Start of EXCERPT TO READ

All this is wonderful, but it raises still more questions. Are the electrons and the quarks the smallest possible things? Or are they themselves made up of still smaller entities? As we continue to probe, will we always find smaller things, or is there a smallest possible entity? We may wonder in the same way not only about matter but also about space: space seems continuous, but is it really? Can a volume of space be divided into as many parts as we like, or is there a smallest unit of space? Is there a smallest distance? Similarly, we want to know whether time is infinitely divisible or whether there might be a smallest possible unit of time. Is there a simplest thing that can happen?

Until about a hundred years ago there was an accepted set of answers to these questions. They made up the foundations of Newton's theory of physics. At the beginning of the twentieth century people understood that this edifice, useful as it had been for so many developments in science and engineering, was completely wrong when it came to giving answers to these fundamental questions about space and time. With the overthrow of Newtonian physics came new answers to these questions. They came from new theories: principally from Albert Einstein's theory of relativity, and from the quantum theory, invented by Neils Bohr, Werner Heisenberg, Erwin Schrödinger, and many others. But this was only the starting point of the revolution, because neither of these two theories is complete enough to serve as a new foundation for physics. While very useful, and able to explain many things, each is incomplete and limited.

Quantum theory was invented to explain why atoms are stable, and do not instantly fall apart, as was the case for all attempts to describe the structure of atoms using Newton's physics. Quantum theory also accounts for many of the observed properties of matter and radiation. Its effects differ from those predicted by Newton's theory primarily, although not exclusively, on the scale of molecules and smaller. In contrast, general relativity is a theory of space, time and cosmology. Its predictions differ strongly from Newton's mainly on very large scales, so many of the observations that confirm general relativity come from astronomy. However, general relativity seems to break down when it is confronted by the behaviour of atoms and molecules. Equally, quantum theory seems incompatible with the description of space and time that underlies Einstein's general relativity theory. Thus, one cannot simply bring the two together to construct a single theory that would hold from the atoms up to the solar system and beyond to the whole universe.

It is not difficult to explain why it is hard to bring relativity and quantum theory together. A physical theory must be more than just a catalogue of what particles and forces exist in the world. Before we even begin to describe what we see when we look around us, we must make some assumptions about what it is that we are doing when we do science. We all dream, yet most of us have no problem distinguishing our dreams from our experiences when awake. We all tell stories, but most of us believe there is a difference between fact and fiction. As a consequence, we talk about dreams, fiction and our ordinary experience in different ways which are based on different assumptions about the relation of each to reality. These assumptions can differ slightly from person to person and from culture to culture, and they are also subject to revision by artists of all kinds. If they are not spelled out the result can be confusion and disorientation, either accidental or intended.

Similarly, physical theories differ in the basic assumptions they make about observation and reality. If we are not careful to spell them out, confusion can and will occur when we try to compare descriptions of the world that come out of different theories.

End of EXCERPT TO READ

## DIRECTIVE
Reproduce the part of the physics excerpt that opens with the words containing "All this is" and closes with "that can happen?", swapping "smallest" for "tiniest" throughout.

Start of EXTRACTED ENTRIES

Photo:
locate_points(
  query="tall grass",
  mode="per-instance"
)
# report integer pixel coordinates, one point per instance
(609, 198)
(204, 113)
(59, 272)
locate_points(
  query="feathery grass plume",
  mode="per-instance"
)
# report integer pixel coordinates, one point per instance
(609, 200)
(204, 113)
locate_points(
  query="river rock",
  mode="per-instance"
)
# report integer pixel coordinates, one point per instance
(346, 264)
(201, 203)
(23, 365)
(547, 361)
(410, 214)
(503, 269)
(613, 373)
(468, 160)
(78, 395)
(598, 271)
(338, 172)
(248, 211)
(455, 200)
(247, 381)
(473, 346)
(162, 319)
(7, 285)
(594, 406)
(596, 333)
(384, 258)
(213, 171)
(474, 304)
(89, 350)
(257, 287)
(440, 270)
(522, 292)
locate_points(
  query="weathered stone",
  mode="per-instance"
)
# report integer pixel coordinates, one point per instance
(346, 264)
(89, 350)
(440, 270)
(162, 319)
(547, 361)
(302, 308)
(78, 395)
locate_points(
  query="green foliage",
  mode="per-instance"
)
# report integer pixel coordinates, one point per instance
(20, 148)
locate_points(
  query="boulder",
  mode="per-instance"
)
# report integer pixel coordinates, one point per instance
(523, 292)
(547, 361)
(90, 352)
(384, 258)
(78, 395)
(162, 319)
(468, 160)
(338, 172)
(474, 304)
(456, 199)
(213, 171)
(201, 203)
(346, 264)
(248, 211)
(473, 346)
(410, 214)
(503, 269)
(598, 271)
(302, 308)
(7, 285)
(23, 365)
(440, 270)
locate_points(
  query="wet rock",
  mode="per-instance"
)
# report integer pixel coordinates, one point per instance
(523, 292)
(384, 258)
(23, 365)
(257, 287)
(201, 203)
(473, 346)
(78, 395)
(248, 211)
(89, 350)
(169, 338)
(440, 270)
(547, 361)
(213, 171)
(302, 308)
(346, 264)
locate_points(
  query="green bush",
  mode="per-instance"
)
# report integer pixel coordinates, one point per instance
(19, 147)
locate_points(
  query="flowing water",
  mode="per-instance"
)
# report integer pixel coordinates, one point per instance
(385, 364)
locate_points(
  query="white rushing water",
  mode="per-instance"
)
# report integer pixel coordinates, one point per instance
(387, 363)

End of EXTRACTED ENTRIES

## FULL OUTPUT
All this is wonderful, but it raises still more questions. Are the electrons and the quarks the tiniest possible things? Or are they themselves made up of still smaller entities? As we continue to probe, will we always find smaller things, or is there a tiniest possible entity? We may wonder in the same way not only about matter but also about space: space seems continuous, but is it really? Can a volume of space be divided into as many parts as we like, or is there a tiniest unit of space? Is there a tiniest distance? Similarly, we want to know whether time is infinitely divisible or whether there might be a tiniest possible unit of time. Is there a simplest thing that can happen?